((

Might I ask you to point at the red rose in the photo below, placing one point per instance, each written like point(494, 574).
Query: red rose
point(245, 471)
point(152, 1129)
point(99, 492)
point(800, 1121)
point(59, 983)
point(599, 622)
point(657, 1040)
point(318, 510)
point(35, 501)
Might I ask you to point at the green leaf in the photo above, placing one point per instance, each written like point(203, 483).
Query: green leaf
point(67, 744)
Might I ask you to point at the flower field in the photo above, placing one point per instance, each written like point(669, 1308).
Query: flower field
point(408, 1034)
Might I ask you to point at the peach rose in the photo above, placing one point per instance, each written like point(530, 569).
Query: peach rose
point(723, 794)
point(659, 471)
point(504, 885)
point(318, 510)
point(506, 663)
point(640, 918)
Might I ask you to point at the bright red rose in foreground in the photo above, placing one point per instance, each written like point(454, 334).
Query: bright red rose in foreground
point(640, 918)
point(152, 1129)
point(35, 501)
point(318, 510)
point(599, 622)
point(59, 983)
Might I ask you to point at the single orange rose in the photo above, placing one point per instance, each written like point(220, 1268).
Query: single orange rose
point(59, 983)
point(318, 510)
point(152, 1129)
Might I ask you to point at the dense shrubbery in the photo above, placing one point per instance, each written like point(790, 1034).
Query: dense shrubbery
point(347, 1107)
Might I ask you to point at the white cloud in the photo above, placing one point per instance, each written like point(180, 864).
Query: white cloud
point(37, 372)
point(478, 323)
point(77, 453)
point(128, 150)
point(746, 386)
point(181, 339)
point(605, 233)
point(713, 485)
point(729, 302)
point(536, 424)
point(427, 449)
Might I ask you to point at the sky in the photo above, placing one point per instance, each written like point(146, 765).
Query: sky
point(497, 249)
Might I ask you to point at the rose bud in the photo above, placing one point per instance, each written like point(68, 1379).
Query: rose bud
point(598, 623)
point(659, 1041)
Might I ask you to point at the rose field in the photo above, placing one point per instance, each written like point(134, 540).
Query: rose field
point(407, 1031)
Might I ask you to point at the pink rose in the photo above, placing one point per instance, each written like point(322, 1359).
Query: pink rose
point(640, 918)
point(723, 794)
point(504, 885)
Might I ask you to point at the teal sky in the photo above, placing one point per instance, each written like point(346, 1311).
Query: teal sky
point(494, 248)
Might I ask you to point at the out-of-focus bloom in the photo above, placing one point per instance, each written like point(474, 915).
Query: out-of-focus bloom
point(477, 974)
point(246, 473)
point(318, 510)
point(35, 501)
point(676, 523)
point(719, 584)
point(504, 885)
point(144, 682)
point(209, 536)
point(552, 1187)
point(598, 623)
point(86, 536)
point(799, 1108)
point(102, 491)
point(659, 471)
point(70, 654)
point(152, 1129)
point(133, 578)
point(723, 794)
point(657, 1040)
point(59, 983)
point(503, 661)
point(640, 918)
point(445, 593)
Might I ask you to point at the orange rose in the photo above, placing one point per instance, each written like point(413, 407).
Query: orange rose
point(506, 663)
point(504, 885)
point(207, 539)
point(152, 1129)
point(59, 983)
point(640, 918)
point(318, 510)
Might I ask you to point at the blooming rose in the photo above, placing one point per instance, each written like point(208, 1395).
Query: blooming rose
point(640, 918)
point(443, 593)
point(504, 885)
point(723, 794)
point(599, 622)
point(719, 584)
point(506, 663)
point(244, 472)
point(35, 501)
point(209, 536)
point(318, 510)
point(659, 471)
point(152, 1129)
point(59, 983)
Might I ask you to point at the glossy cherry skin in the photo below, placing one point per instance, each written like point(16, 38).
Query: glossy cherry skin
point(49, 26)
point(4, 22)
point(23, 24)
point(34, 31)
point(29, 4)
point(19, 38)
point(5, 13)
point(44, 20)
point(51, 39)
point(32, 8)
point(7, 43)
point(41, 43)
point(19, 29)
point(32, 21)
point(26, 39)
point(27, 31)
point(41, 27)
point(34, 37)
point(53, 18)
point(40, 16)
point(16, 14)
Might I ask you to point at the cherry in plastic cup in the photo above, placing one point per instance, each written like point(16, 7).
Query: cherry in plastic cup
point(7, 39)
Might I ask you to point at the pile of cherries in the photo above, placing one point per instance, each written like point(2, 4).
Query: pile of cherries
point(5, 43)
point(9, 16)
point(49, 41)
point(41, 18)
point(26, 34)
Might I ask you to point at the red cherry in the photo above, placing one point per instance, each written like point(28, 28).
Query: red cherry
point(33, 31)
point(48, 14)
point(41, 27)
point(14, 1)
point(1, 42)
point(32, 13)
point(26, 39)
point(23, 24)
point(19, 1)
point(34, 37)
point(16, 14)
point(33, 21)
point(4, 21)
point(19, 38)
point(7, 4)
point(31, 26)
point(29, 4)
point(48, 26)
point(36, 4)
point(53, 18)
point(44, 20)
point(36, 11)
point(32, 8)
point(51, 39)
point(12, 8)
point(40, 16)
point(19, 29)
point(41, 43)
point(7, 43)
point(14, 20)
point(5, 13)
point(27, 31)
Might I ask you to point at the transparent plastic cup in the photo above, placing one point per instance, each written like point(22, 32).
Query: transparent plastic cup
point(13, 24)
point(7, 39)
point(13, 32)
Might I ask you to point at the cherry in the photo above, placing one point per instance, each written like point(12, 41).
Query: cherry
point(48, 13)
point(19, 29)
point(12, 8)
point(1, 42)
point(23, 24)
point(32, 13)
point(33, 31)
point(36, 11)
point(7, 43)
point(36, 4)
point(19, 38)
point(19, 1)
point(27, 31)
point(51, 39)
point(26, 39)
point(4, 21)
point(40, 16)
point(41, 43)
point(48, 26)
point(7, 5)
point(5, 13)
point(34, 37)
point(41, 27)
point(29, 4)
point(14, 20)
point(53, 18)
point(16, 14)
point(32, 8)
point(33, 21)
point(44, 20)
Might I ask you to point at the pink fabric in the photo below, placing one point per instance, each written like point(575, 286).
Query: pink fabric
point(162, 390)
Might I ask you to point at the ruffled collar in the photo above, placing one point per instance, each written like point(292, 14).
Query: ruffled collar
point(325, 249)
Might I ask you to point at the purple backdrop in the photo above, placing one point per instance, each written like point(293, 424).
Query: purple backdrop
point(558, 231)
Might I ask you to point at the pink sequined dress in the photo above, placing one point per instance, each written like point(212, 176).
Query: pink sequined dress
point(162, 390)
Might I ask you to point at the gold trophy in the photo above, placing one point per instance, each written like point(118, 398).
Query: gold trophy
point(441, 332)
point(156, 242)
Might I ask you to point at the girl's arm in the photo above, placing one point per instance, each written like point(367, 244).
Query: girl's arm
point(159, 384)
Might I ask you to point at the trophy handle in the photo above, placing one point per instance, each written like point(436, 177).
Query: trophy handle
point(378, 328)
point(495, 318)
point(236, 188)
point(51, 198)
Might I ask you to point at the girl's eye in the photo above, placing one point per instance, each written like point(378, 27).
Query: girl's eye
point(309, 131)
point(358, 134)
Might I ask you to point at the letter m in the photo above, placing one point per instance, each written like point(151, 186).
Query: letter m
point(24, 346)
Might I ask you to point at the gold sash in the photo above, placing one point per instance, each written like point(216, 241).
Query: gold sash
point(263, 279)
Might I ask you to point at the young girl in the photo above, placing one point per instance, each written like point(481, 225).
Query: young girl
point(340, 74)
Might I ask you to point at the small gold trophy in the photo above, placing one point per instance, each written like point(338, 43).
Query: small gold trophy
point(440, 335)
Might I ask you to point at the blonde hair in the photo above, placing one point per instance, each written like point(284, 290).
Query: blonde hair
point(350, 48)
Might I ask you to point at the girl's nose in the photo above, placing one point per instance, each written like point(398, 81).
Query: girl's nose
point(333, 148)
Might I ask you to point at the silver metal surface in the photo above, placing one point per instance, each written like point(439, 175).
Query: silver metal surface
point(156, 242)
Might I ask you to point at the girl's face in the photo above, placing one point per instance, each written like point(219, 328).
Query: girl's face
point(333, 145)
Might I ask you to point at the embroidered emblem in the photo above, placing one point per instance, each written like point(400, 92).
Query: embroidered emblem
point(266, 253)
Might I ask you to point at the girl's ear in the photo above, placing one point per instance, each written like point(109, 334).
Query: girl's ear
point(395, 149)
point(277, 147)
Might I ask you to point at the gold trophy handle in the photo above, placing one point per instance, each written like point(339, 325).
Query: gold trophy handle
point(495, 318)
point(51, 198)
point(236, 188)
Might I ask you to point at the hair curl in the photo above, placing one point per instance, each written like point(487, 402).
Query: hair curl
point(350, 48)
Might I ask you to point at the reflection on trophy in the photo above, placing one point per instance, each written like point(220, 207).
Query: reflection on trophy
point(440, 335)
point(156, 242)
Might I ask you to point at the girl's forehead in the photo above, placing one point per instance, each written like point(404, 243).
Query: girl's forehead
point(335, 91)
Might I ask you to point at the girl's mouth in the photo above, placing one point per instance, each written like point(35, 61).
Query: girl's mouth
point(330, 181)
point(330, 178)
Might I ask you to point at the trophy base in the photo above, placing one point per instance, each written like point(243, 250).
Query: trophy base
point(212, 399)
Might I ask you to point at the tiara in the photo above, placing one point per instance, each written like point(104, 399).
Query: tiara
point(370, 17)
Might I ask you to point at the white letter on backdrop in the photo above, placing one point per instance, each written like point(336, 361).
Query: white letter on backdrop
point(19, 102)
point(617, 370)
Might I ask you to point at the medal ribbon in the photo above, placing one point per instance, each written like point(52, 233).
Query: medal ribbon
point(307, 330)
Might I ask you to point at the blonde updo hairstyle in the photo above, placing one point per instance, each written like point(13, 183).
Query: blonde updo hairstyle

))

**Short exercise**
Give everything from the first of the rows up to and including the line with "point(67, 744)" as a Markdown table with two columns, Line No. and Content. Leave out any blank lines.

**Complete response**
| Line No. | Content |
|---|---|
| 1 | Might I ask you to point at the red rose in the photo below, placing one point per instance, each written like point(494, 574). |
| 2 | Query: red rose |
| 3 | point(245, 471) |
| 4 | point(152, 1129) |
| 5 | point(99, 492) |
| 6 | point(800, 1121) |
| 7 | point(59, 983) |
| 8 | point(599, 622) |
| 9 | point(657, 1040) |
| 10 | point(318, 510) |
| 11 | point(35, 501) |
| 12 | Might I ask you to point at the green leaf in the photo above, placing one point per instance, each written like point(203, 483). |
| 13 | Query: green leaf |
| 14 | point(67, 744) |